**Excerpted passage:**
....................

After the trouble had all blown over, people said that it had all been worked out by clever Katsura. If this is true, it was one of his last achievements, for the Prince, who is considered the greatest Premier Japan ever had, died in October, 1913. His career was an interesting one. His father belonged to the samurai class, and the boy, Katsura Taro, became a staff officer when only twenty-one. During the Franco-Prussian war he was in Germany studying military tactics. Later he was given charge of the reorganizing and modernizing of the Japanese army. The success of the Japanese in the Chinese and Russian wars is attributed to his genius and to his "silent and unrewarded toil." Only after the battle of the Yalu, when he was made viscount, did his work begin to be appreciated. Later he was created prince. After the Chinese war he changed from soldier to statesman—was four times Prime Minister, and "almost a whole cabinet in himself."

....................

**Data supplied:**
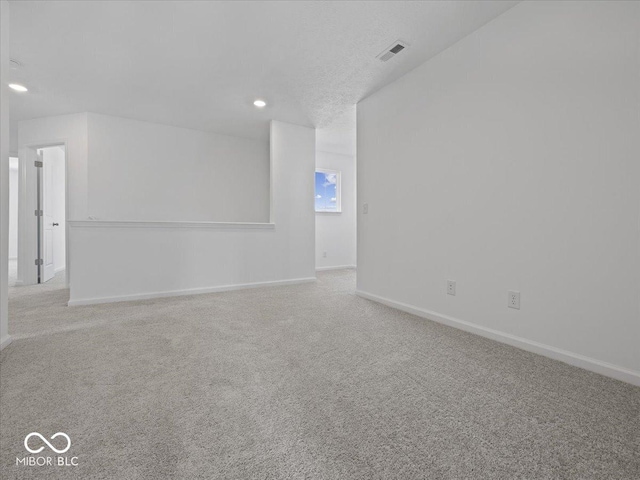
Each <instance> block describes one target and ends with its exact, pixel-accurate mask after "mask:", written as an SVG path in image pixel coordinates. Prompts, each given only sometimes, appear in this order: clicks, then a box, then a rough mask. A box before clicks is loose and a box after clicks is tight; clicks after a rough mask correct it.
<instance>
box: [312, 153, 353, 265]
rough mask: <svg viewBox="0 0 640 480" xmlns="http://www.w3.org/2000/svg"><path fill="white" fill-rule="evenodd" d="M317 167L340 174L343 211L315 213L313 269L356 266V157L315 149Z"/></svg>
mask: <svg viewBox="0 0 640 480" xmlns="http://www.w3.org/2000/svg"><path fill="white" fill-rule="evenodd" d="M316 167H317V168H326V169H329V170H338V171H340V172H341V174H342V175H341V177H342V178H341V184H342V185H341V187H342V188H341V192H342V213H316V268H317V269H319V270H322V269H331V268H337V267H355V265H356V159H355V157H354V156H351V155H342V154H337V153H329V152H323V151H316ZM325 252H326V257H325V256H324V253H325Z"/></svg>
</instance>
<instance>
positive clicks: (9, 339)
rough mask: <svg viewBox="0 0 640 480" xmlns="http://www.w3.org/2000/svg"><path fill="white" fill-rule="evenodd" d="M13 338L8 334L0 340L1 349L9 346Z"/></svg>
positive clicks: (3, 348)
mask: <svg viewBox="0 0 640 480" xmlns="http://www.w3.org/2000/svg"><path fill="white" fill-rule="evenodd" d="M11 340H13V338H11V337H10V336H9V335H7V336H6V337H4V338H3V339H2V340H0V351H2V350H4V349H5V348H7V347H8V346H9V344H10V343H11Z"/></svg>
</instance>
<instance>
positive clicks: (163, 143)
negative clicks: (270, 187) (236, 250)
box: [88, 113, 269, 222]
mask: <svg viewBox="0 0 640 480" xmlns="http://www.w3.org/2000/svg"><path fill="white" fill-rule="evenodd" d="M88 120H89V138H90V143H89V159H90V163H89V206H90V212H91V215H92V216H94V217H96V218H98V219H101V220H133V221H136V220H148V221H151V220H162V221H176V220H181V221H215V222H267V221H268V220H269V145H268V143H267V142H262V141H257V140H250V139H245V138H238V137H230V136H227V135H218V134H215V133H210V132H201V131H198V130H190V129H186V128H176V127H170V126H166V125H158V124H154V123H147V122H140V121H136V120H128V119H124V118H118V117H110V116H105V115H97V114H94V113H90V114H89V116H88Z"/></svg>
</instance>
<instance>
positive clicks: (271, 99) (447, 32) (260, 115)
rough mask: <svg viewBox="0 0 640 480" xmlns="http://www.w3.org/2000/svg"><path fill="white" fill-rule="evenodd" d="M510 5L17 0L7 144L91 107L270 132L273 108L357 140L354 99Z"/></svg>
mask: <svg viewBox="0 0 640 480" xmlns="http://www.w3.org/2000/svg"><path fill="white" fill-rule="evenodd" d="M515 3H517V2H509V1H483V2H470V1H443V2H438V1H431V2H428V1H425V2H418V1H413V2H404V1H391V2H386V1H371V2H367V1H334V2H325V1H318V2H313V1H307V2H293V1H278V2H272V1H261V2H231V1H229V2H223V1H220V2H206V1H197V2H191V1H143V2H141V1H91V2H79V1H12V2H11V3H10V8H11V11H10V14H11V24H10V25H11V46H10V49H11V57H12V58H15V59H18V60H19V61H20V62H21V63H22V64H23V66H22V67H21V68H20V69H18V70H12V71H11V80H12V81H16V82H21V83H24V84H25V85H27V86H28V87H29V93H28V94H22V95H19V94H12V97H11V123H12V150H13V151H15V149H16V143H17V142H16V140H17V139H16V130H17V129H16V123H17V121H19V120H23V119H29V118H35V117H42V116H48V115H58V114H64V113H75V112H81V111H93V112H98V113H104V114H110V115H117V116H122V117H128V118H134V119H139V120H146V121H151V122H158V123H164V124H169V125H177V126H182V127H188V128H195V129H200V130H208V131H215V132H220V133H226V134H230V135H237V136H243V137H251V138H261V139H266V138H267V137H268V121H269V120H270V119H277V120H282V121H287V122H292V123H297V124H301V125H308V126H314V127H317V128H319V129H320V131H319V139H320V140H321V141H322V142H326V145H325V147H326V149H331V150H334V151H336V150H338V151H339V150H347V151H352V150H353V149H354V148H355V143H354V141H355V132H354V124H355V114H354V107H353V105H355V104H356V103H357V102H358V101H360V100H361V99H363V98H364V97H366V96H367V95H369V94H371V93H372V92H374V91H375V90H377V89H379V88H380V87H382V86H384V85H385V84H387V83H389V82H391V81H393V80H394V79H396V78H398V77H399V76H401V75H403V74H404V73H406V72H408V71H409V70H411V69H413V68H415V67H416V66H418V65H419V64H421V63H423V62H424V61H426V60H427V59H429V58H430V57H432V56H434V55H435V54H437V53H439V52H440V51H442V50H444V49H445V48H447V47H448V46H450V45H451V44H453V43H455V42H456V41H458V40H459V39H460V38H462V37H464V36H466V35H468V34H469V33H471V32H472V31H474V30H476V29H477V28H479V27H480V26H482V25H483V24H485V23H486V22H488V21H490V20H491V19H493V18H495V17H496V16H498V15H499V14H501V13H503V12H504V11H505V10H507V9H509V8H510V7H511V6H513V5H514V4H515ZM397 39H401V40H403V41H405V42H408V43H409V44H410V47H409V48H408V49H406V50H405V51H404V52H402V53H401V54H400V55H398V56H397V57H396V58H394V59H392V60H391V61H389V62H386V63H383V62H380V61H379V60H377V59H376V58H375V57H376V55H378V54H379V53H380V52H381V51H382V50H383V49H384V48H385V47H387V46H389V45H390V44H391V43H392V42H393V41H395V40H397ZM257 97H261V98H264V99H265V100H267V102H268V106H267V108H265V109H264V110H257V109H256V108H255V107H253V105H252V102H253V100H254V99H255V98H257Z"/></svg>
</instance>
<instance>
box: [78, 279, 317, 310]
mask: <svg viewBox="0 0 640 480" xmlns="http://www.w3.org/2000/svg"><path fill="white" fill-rule="evenodd" d="M316 280H317V279H316V278H315V277H306V278H294V279H291V280H274V281H270V282H255V283H241V284H237V285H221V286H219V287H204V288H190V289H185V290H169V291H164V292H151V293H135V294H132V295H119V296H114V297H97V298H80V299H75V300H69V302H68V303H67V305H69V306H70V307H74V306H77V305H95V304H98V303H115V302H131V301H134V300H148V299H150V298H163V297H181V296H184V295H200V294H203V293H217V292H228V291H230V290H245V289H248V288H260V287H277V286H284V285H295V284H299V283H310V282H315V281H316Z"/></svg>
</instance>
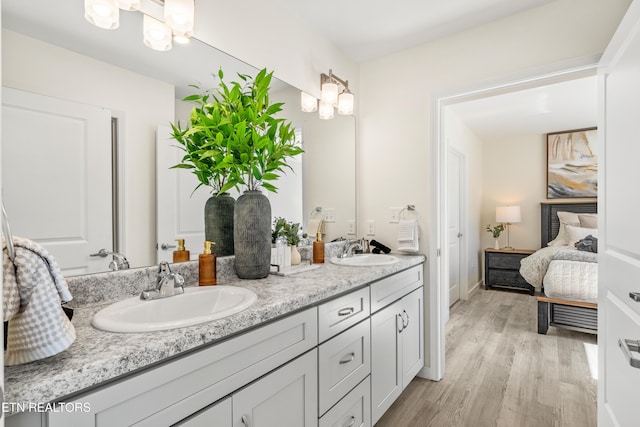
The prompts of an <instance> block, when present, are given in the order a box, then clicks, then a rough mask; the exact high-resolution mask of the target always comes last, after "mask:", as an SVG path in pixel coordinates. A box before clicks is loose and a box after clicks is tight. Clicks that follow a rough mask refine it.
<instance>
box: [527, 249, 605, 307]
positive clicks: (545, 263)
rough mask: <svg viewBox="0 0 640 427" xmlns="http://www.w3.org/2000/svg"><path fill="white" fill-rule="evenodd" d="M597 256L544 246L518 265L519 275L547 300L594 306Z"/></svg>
mask: <svg viewBox="0 0 640 427" xmlns="http://www.w3.org/2000/svg"><path fill="white" fill-rule="evenodd" d="M597 261H598V254H595V253H592V252H585V251H579V250H577V249H572V248H569V247H567V246H547V247H545V248H542V249H540V250H538V251H536V252H535V253H533V254H532V255H530V256H528V257H526V258H524V259H523V260H522V261H521V262H520V274H521V275H522V277H523V278H524V279H525V280H526V281H527V282H528V283H530V284H531V285H532V286H533V287H535V288H536V289H537V290H540V288H542V287H543V286H544V293H545V295H547V296H548V297H549V298H561V299H568V300H572V301H587V302H597V299H598V287H597V282H598V264H597Z"/></svg>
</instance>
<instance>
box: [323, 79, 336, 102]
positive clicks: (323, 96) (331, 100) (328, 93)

....................

**Work request 1:**
In the passage about Katsura, how many times did he serve as Prime Minister?
**Work request 2:**
Continue the passage about Katsura, picking up right after its last sentence.

**Written answer 1:**
Four times.

**Written answer 2:**
Internal politics do not run any more smoothly in Japan than they do in our own [pg 101] country. On account of the frequent changes of cabinet there was often rioting in front of the Diet during the winter we were at the Embassy. Newspaper offices were attacked and burned, and the mob seemed to have an especial grudge against the police, who were hardly able to cope with the situation. Hearing that there was rioting near the Embassy one evening after dinner, several of us walked to a matsuri not far away, but the crowd was dispersing when we arrived, and only the policeman's sentry-box, which was overturned, remained to tell the tale.


Clubs are an important element in our modern civilization, and especially for foreigners in the Orient, where bachelors so greatly predominate—I believe the proportion is even more than that of forlorn damsels in Massachusetts. At Yokohama there are two organizations, the Yokohama United and a German club, besides the two American societies, the Asiatic and the Columbia.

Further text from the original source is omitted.